Records taken from a collection
=======

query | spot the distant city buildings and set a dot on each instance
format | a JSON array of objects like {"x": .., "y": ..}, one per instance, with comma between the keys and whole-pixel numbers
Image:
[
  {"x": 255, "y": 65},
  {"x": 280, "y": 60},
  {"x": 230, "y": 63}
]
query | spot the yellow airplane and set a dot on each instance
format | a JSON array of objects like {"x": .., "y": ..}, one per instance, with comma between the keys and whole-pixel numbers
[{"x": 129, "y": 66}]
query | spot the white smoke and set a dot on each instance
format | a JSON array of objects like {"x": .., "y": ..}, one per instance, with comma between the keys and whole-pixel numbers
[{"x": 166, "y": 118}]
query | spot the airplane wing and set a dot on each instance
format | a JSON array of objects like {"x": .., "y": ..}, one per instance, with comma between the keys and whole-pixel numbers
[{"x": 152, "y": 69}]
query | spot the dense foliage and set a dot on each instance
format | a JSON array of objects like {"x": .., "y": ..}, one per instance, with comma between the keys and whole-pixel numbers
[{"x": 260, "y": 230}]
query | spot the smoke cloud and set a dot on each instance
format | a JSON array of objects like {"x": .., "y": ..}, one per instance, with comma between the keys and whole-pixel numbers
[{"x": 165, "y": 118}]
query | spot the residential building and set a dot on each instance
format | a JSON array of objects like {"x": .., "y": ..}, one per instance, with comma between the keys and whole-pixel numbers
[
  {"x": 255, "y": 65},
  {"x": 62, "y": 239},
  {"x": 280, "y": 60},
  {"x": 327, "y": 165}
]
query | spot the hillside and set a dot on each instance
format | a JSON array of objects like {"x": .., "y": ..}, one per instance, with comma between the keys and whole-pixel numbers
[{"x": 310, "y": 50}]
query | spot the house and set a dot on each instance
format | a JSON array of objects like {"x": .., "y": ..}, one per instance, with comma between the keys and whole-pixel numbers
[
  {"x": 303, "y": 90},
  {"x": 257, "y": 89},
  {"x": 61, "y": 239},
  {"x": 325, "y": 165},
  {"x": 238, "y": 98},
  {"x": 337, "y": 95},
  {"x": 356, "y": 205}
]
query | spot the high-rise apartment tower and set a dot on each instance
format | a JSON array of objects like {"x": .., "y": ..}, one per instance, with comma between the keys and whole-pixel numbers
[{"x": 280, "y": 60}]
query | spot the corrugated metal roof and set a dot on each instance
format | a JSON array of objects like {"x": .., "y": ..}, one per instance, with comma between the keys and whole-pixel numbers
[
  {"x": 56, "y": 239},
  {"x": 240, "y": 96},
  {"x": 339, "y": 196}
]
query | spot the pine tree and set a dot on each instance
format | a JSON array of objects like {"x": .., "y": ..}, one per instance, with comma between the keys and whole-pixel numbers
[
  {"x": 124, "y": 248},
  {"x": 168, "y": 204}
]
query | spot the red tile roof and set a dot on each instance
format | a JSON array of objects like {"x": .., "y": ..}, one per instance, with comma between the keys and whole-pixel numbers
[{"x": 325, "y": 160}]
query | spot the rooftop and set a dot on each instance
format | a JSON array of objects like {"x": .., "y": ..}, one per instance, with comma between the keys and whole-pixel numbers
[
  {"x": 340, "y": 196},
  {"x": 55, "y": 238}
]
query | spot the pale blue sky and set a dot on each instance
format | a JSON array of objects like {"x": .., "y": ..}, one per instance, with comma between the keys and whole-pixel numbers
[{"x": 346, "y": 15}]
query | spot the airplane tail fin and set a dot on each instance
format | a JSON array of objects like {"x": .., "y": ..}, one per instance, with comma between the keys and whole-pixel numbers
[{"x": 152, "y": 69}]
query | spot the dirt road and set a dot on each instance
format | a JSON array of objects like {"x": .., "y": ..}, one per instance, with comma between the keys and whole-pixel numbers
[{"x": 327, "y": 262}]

=======

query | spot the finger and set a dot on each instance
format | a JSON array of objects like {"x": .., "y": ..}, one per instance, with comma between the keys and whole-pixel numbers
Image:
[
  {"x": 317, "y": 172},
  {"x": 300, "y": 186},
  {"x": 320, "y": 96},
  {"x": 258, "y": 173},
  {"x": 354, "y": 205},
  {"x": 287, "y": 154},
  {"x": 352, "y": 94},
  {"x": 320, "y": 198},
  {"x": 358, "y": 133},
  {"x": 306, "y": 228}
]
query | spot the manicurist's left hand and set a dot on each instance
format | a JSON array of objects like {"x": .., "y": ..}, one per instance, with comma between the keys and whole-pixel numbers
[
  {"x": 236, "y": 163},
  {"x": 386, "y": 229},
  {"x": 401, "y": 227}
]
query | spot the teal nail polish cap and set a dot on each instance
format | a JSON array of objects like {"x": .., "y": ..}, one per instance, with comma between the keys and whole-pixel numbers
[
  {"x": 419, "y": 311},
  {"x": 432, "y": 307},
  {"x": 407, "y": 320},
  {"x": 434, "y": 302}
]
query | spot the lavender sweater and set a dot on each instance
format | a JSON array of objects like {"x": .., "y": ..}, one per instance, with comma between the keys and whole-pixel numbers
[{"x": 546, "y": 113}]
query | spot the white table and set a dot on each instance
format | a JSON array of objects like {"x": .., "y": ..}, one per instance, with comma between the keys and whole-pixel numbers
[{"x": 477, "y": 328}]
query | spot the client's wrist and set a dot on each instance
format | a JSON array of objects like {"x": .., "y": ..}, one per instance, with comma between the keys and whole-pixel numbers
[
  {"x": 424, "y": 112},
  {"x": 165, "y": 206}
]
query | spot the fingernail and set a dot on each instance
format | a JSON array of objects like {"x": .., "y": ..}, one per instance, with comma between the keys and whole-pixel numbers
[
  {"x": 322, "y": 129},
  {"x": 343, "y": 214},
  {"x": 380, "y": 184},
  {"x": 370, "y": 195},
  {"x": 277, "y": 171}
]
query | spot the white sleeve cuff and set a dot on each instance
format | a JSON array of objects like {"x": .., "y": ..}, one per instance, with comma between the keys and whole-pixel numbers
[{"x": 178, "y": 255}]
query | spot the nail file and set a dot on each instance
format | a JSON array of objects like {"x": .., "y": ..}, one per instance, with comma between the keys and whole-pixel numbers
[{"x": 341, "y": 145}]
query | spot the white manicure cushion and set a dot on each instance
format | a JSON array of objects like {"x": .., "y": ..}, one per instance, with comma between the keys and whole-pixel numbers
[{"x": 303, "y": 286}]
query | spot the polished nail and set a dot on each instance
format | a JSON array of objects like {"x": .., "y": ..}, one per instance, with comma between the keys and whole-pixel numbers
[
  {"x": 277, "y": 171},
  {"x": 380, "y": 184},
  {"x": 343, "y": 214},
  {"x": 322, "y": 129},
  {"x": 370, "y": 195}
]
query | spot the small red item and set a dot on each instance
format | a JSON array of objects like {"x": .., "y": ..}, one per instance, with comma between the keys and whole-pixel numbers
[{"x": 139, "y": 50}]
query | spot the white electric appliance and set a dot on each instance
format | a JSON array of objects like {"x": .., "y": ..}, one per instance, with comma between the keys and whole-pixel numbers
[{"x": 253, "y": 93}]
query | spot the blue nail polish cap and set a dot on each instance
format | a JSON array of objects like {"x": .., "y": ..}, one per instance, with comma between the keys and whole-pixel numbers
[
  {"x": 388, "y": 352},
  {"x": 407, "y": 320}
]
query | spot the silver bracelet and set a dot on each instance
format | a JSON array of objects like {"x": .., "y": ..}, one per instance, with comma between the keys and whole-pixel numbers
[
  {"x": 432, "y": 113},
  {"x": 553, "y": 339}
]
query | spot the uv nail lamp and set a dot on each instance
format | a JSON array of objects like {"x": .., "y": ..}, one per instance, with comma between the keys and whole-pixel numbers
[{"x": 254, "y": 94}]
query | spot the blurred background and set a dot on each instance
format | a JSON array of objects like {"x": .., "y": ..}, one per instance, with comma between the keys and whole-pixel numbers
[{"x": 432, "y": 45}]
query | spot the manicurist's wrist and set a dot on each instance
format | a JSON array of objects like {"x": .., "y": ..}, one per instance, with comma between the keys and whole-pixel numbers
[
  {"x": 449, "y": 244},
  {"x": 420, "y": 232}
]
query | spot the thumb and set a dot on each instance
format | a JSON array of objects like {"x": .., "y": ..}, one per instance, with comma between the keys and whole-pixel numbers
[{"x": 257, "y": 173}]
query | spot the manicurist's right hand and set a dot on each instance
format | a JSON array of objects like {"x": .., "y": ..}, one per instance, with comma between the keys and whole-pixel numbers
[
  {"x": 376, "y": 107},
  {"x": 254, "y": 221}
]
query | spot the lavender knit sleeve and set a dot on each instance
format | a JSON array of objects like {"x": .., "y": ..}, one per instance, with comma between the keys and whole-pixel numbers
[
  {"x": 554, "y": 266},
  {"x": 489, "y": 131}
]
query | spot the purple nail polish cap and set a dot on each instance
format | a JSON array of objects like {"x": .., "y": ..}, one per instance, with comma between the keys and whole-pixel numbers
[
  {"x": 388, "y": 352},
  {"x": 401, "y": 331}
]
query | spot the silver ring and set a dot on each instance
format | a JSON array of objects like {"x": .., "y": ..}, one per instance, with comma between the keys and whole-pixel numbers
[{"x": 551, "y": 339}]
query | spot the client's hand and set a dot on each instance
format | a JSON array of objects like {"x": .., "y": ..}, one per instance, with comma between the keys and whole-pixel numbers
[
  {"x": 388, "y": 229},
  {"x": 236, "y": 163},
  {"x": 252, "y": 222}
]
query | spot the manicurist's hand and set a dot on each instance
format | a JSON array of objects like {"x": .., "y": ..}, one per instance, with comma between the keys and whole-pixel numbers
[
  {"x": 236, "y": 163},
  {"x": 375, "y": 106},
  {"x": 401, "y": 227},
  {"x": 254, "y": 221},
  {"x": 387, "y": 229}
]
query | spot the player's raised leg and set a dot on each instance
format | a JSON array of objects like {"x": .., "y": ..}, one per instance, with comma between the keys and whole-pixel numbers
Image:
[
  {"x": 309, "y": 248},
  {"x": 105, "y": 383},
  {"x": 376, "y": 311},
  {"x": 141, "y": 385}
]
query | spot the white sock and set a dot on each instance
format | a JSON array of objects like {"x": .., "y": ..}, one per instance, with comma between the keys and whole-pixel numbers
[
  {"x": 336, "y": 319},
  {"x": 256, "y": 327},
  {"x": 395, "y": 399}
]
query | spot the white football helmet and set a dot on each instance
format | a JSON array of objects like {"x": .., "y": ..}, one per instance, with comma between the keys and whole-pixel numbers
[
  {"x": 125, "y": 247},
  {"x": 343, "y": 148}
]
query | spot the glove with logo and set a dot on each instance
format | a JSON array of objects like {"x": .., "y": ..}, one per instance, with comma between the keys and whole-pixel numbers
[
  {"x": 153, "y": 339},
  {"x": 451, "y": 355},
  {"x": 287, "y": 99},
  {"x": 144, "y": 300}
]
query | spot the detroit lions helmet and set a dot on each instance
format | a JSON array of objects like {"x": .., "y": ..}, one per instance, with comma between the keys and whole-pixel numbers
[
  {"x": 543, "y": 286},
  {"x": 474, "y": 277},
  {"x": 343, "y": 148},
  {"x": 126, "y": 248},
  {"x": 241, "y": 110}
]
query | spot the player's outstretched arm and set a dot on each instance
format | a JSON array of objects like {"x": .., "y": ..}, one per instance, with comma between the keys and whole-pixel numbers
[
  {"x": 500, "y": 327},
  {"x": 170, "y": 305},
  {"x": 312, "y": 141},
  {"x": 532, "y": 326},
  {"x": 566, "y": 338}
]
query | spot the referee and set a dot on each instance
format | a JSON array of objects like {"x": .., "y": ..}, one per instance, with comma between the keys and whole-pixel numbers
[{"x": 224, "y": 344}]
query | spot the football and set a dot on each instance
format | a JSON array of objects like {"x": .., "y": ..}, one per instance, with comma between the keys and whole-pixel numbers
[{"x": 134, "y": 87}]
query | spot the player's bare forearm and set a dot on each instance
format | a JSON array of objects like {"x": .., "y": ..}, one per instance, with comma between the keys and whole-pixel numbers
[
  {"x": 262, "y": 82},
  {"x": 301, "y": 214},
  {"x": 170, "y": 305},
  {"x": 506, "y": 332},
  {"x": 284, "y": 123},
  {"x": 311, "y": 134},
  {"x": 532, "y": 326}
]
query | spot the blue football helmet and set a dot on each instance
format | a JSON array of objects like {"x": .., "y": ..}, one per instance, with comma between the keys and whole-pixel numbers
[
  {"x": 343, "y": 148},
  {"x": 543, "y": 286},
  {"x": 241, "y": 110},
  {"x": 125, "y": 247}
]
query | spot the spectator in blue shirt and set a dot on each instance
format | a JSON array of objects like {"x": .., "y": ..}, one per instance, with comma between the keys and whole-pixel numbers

=======

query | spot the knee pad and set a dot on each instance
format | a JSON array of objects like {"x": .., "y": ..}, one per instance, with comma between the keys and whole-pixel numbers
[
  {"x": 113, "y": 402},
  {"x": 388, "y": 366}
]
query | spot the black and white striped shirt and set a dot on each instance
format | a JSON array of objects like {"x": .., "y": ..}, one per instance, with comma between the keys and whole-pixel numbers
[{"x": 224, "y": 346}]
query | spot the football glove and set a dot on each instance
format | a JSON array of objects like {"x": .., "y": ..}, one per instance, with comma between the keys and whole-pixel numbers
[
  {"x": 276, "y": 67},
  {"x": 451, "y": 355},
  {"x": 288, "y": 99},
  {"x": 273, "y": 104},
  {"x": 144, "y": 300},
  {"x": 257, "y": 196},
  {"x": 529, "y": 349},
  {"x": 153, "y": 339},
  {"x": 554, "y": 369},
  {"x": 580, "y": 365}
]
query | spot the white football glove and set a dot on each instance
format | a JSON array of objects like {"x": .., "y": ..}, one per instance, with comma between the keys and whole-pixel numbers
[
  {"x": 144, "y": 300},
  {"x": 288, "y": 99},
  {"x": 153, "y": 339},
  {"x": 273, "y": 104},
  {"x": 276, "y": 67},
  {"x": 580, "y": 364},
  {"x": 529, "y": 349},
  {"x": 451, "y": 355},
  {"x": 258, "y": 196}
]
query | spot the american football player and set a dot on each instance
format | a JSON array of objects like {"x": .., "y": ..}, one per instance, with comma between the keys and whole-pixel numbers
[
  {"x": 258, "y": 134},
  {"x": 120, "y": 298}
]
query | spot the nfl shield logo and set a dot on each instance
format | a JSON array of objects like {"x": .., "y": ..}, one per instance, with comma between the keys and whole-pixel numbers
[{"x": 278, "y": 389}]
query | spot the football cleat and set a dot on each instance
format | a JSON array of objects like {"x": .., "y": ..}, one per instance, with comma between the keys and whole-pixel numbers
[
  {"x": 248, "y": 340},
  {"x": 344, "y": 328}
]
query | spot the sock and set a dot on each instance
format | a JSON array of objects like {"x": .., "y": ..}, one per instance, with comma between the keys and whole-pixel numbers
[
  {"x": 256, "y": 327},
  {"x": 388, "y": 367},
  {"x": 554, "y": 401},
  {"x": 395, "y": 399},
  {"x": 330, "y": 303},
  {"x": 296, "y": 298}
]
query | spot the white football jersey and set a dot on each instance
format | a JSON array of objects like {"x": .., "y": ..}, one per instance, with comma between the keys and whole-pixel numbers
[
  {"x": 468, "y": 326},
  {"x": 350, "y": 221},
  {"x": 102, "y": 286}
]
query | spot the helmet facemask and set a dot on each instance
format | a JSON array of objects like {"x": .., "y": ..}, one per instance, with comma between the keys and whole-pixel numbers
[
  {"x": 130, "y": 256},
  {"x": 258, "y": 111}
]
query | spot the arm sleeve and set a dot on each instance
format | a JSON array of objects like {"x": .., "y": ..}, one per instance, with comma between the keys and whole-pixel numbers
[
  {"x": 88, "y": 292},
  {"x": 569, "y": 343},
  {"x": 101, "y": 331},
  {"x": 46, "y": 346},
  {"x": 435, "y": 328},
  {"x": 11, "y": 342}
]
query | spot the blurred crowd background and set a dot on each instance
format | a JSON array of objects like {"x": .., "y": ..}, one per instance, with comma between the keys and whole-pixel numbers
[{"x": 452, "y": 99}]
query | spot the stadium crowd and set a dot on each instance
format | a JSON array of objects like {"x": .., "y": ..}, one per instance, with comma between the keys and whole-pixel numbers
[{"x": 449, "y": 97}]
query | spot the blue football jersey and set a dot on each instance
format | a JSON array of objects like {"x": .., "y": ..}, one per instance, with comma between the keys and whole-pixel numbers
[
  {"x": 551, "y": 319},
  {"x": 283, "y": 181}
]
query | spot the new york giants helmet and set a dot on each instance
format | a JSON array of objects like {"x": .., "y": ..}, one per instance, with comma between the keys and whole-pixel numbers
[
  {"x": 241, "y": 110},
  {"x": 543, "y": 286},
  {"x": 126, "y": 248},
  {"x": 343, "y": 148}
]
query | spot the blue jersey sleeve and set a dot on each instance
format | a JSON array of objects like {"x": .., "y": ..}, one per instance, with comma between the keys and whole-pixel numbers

=======

How many lines of the records above contain the string "background"? Give only the number.

◆ Task output:
2